§ GIVEN PROBLEM: Please copy every one of the entries below word for word, leaving out the pictures.

§ DATASET EXTRACT:
---------------

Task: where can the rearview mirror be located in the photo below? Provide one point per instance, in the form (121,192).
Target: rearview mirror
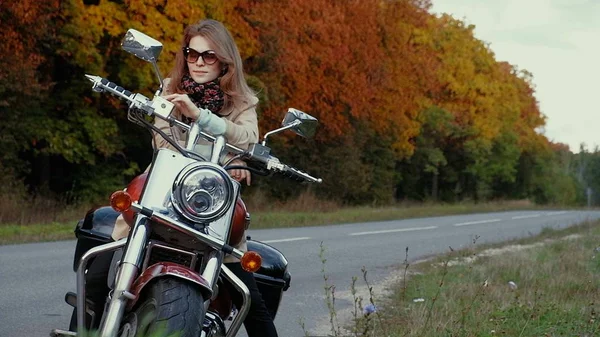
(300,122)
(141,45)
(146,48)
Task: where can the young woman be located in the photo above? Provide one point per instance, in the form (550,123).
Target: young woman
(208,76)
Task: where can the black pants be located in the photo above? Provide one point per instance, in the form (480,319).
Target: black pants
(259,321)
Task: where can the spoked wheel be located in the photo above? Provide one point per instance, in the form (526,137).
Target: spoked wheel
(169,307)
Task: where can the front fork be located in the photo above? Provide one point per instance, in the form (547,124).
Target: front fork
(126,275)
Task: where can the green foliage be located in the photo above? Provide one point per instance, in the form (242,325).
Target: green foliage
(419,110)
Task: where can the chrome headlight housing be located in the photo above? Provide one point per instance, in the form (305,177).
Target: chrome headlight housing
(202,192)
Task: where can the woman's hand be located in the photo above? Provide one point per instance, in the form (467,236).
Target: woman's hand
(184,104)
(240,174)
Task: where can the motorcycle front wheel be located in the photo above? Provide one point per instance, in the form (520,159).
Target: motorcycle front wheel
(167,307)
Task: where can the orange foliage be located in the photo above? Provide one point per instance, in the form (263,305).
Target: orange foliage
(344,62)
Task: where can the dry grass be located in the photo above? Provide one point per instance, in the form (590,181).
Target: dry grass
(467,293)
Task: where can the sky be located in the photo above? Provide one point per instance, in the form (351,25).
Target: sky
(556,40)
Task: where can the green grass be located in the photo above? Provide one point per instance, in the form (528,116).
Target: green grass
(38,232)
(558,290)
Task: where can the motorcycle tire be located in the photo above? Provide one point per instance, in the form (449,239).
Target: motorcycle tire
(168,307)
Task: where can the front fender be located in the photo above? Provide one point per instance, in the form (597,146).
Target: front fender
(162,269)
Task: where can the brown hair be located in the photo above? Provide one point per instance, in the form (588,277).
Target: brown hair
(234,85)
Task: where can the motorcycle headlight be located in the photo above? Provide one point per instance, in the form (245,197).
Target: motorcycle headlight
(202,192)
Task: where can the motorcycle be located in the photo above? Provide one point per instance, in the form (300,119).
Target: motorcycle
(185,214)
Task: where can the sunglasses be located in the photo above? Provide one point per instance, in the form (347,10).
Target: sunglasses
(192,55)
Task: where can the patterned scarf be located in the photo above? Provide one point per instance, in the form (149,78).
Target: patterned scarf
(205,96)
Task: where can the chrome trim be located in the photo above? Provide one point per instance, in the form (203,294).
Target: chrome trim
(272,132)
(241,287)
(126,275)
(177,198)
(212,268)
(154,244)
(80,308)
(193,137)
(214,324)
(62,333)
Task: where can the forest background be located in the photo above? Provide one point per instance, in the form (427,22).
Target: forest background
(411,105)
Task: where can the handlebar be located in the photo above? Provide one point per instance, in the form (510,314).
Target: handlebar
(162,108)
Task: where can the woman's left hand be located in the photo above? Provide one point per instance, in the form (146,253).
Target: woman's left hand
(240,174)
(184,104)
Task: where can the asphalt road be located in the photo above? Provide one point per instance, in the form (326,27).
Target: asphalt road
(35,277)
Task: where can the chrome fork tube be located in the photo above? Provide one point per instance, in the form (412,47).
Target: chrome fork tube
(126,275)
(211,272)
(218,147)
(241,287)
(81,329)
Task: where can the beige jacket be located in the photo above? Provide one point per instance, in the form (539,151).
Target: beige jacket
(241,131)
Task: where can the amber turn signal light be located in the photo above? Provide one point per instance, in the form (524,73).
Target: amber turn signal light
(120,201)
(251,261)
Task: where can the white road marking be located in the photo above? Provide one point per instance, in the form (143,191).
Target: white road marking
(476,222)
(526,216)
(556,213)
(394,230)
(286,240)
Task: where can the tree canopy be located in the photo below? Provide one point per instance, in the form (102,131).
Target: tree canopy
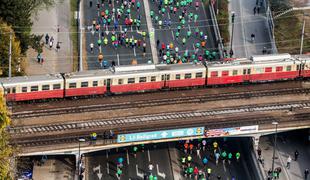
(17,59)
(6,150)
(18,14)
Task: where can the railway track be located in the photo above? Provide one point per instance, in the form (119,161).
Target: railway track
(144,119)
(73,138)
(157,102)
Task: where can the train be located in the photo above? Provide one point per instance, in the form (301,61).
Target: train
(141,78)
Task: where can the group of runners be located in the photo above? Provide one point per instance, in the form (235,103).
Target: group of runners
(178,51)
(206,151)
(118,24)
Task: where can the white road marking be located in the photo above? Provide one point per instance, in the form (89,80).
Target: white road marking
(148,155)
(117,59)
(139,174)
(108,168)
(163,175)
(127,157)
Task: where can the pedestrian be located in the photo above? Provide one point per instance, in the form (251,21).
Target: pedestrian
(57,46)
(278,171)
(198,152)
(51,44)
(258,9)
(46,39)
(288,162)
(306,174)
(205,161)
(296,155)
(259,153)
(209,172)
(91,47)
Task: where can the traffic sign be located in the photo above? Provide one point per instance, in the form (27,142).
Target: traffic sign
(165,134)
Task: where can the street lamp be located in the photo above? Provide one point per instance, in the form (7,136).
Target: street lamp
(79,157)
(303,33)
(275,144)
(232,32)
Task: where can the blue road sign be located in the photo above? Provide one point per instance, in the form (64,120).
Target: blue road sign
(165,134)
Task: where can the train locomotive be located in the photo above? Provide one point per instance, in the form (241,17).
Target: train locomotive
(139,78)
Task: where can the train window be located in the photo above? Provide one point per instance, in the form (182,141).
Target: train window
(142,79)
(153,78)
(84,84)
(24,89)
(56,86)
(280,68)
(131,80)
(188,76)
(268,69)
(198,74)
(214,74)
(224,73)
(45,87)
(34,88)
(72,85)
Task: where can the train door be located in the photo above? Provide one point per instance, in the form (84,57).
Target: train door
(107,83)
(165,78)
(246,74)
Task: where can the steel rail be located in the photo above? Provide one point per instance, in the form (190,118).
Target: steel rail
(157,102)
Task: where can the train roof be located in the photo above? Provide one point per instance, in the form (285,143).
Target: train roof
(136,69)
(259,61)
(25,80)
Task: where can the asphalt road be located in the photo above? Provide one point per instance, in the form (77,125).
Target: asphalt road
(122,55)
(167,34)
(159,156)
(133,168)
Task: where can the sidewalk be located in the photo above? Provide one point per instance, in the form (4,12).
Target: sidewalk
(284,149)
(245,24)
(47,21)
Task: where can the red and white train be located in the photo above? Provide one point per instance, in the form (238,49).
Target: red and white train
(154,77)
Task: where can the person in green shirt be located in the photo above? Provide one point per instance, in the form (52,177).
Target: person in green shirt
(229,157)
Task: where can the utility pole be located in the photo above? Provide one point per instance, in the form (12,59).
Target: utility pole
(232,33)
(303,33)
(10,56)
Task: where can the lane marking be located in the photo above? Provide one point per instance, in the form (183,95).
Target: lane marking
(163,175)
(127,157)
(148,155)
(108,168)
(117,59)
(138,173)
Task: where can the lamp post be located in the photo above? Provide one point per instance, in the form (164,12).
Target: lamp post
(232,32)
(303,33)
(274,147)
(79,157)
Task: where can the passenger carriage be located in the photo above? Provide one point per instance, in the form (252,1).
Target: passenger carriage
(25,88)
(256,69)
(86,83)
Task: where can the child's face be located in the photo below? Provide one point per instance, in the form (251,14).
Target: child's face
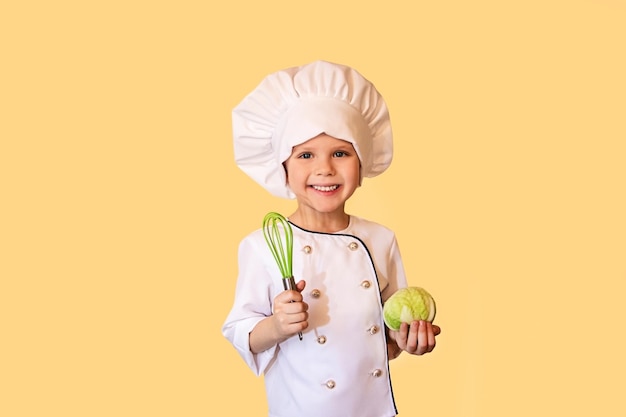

---------------

§ RESULT OF THE EXERCISE:
Task: where can the rearview mirror be located in the photo below? Provide one point per instance, in the form (121,192).
Target: rearview mirror
(300,122)
(141,45)
(146,48)
Task: where can the young woman be located in the photo above? Provide one point per instance, in the form (550,123).
Target: young woman
(208,76)
Task: where can the black pants be located in the photo above? Provide one point per instance, in the form (480,319).
Target: black pants
(259,321)
Task: where can the spoked wheel be located in the photo above? Provide one point per instance, in the form (526,137).
Target: spoked wheel
(169,307)
Task: where can the front fork be located in the photo above? Provide one point per instance, in the form (547,124).
Target: front fork
(126,275)
Task: where can the green foliage be located in the photo above? Provide one point per instance, in the form (242,325).
Target: green foliage
(419,110)
Task: where can the chrome headlight housing be located in the photo above? Provide one point per instance, in the form (305,177).
Target: chrome headlight housing
(202,192)
Task: where can the woman's hand be located in the photo above? Provide one point per instance, in the form (467,236).
Target: woman's hand
(184,104)
(240,174)
Task: where can the motorcycle front wheel be located in the photo above? Provide one point per instance, in the form (520,159).
Target: motorcycle front wheel
(167,307)
Task: where can the orange foliage be located in the photo above? Provide one point per instance, in the form (263,305).
Target: orange foliage
(344,62)
Task: where can the dry grass be located in the photo above? Provide one point per instance, in the form (590,181).
Target: dry grass
(467,293)
Task: where can the sky be located in the photo above? Provide one point per instance, in the form (351,25).
Target: sky
(556,40)
Task: where can the green grass be located in the photo above? Provide one point per instance, in the form (528,116).
Target: green grass
(38,232)
(558,290)
Task: where can the motorcycle tire be located in the photo above? Provide one point per instance, in the form (449,239).
Target: motorcycle tire
(168,307)
Task: where can the front fender be located in the photo above? Provide one point per instance, in the form (597,146).
Target: front fender
(162,269)
Task: where can the brown hair be located in the photo above? Provide one point per instance, in the form (588,277).
Target: brown hair
(234,85)
Task: where can the motorcycle headlight be located in the photo above? Provide one point per instance, in the form (245,197).
Target: motorcycle headlight
(202,192)
Task: where can the motorcycle be located in the photo above? Provide one point per instance, in the form (300,119).
Target: motorcycle
(185,214)
Task: where can the sunglasses be located in the photo above? Provide one point per instance, in the form (347,10).
Target: sunglasses
(192,55)
Task: where can the patterned scarf be located in the photo above? Provide one point per instance, in the form (149,78).
Target: patterned scarf
(205,96)
Task: where can the chrome trim be located in the photo above? Provide one point per instance, in the form (203,294).
Target: chrome trim
(272,132)
(241,287)
(126,275)
(177,198)
(212,268)
(154,244)
(80,308)
(193,137)
(214,324)
(62,333)
Task: where can the forest background be located in the photo above? Provide one point per instance, in the form (427,22).
Target: forest background
(411,105)
Task: where can the handlebar be located in the photo above? Provide one point per instance, in the form (510,314).
Target: handlebar
(162,108)
Task: where can the woman's left hand be located in the photo above? Provide one point per instance, in the form (146,253).
Target: woman's left hand
(240,174)
(184,104)
Task: where can the asphalt road be located in the photo above? Provide one point per instance, in the form (326,27).
Target: asphalt road
(35,277)
Task: where can the chrome fork tube be located in the photo above? Provide one point per instance, in the form (412,47).
Target: chrome fork tube
(126,275)
(211,272)
(218,147)
(241,287)
(81,329)
Task: where can the beige jacket be located in the photo above? Provide one point per instance, in the form (539,151).
Target: beige jacket
(241,131)
Task: where can the amber turn signal light be located in the photo above? Provide one point per instance, in the form (524,73).
Target: amber turn signal light
(120,201)
(251,261)
Task: where can the white road marking be located in the photo above? Provide one point per instance, in the form (143,191).
Target: white road marking
(476,222)
(526,216)
(556,213)
(394,230)
(286,240)
Task: where can the tree canopy be located in the photo below? Provide one point per instance, in the form (102,131).
Target: tree canopy
(17,59)
(6,150)
(18,14)
Task: where can the railway track be located in the photo above? Provide one point per instance, in the form (119,161).
Target: railway track
(144,119)
(73,138)
(157,102)
Task: where can the train be located in the photo above? Provide one point per instance, in the form (301,61).
Target: train
(141,78)
Task: where can the group of runners be located in the photo above? Provide one point per instance, in the form (235,103).
Target: group of runners
(178,51)
(206,151)
(118,24)
Task: where can the white road marking be located in the photo above? Provide one point per instance, in the form (89,80).
Target: white road marking
(148,155)
(117,59)
(139,174)
(108,168)
(163,175)
(127,157)
Task: where can the pedestrian be located in the photo above? Provide one point per instance, in the form (251,21).
Target: pedestrian
(57,46)
(278,171)
(198,152)
(51,44)
(258,9)
(46,39)
(288,162)
(306,174)
(205,161)
(296,155)
(259,153)
(209,172)
(91,47)
Task: where can the traffic sign be located in the photo above? Provide one point per instance, in the form (27,142).
Target: traffic sign
(165,134)
Task: where can the street lamp be located in the photo above? Provide one point per instance, in the form (7,136).
Target: street lamp
(79,157)
(303,33)
(275,144)
(232,32)
Task: where can the blue road sign be located in the photo above? Provide one point per instance, in the form (64,120).
Target: blue road sign
(165,134)
Task: where can the train locomotive be located in the photo above? Provide one point per instance, in the form (241,17).
Target: train locomotive
(139,78)
Task: where can the train window be located in the photo above? Provide one point per instance, in the form (182,141).
Target: train window
(142,79)
(153,78)
(84,84)
(24,89)
(56,86)
(280,68)
(131,80)
(188,76)
(268,69)
(198,74)
(214,74)
(224,73)
(45,87)
(34,88)
(72,85)
Task: where can the train door be located in the photo above? Provide one point per instance, in the form (84,57).
Target: train door
(107,83)
(165,78)
(246,74)
Task: where can the steel rail be located in the photo above? Provide one point per instance, in the form (190,118).
Target: steel rail
(157,102)
Task: where can the train roof be located in the photo above? Provide one point per instance, in the form (285,143).
Target: train roof
(136,69)
(259,61)
(25,80)
Task: where can the asphalt road be located in the photo above? Provide one point per instance, in the form (77,125).
Target: asphalt road
(122,55)
(167,34)
(159,156)
(133,168)
Task: where can the sidewalk be located in the photo above? Provide one point per instance, in the form (4,12).
Target: sidewalk
(284,149)
(245,24)
(47,21)
Task: where can the red and white train be located in the photo above? Provide one point per instance, in the form (238,49).
Target: red and white train
(154,77)
Task: where can the person in green shirt be located in the photo above? Provide one point per instance, in the form (52,177).
Target: person in green shirt
(229,157)
Task: where can the utility pole be located in the photo above? Provide one point per instance, in the form (12,59).
Target: utility pole
(232,33)
(303,33)
(10,56)
Task: where can the lane marking be located in the photo above? Provide one point per instance, in the form (183,95).
Target: lane marking
(163,175)
(127,157)
(148,155)
(108,168)
(117,59)
(138,173)
Task: where can the lamp post be located in the photo above? Provide one point per instance, in the form (164,12).
Target: lamp post
(232,32)
(303,33)
(274,147)
(79,157)
Task: where can the passenger carriage be located in the photo above? Provide one point per instance, in the form (252,1).
Target: passenger carriage
(25,88)
(256,69)
(86,83)
Task: where can the child's face be located in the photo below? Provide one point per instance, in the form (251,14).
Target: child's face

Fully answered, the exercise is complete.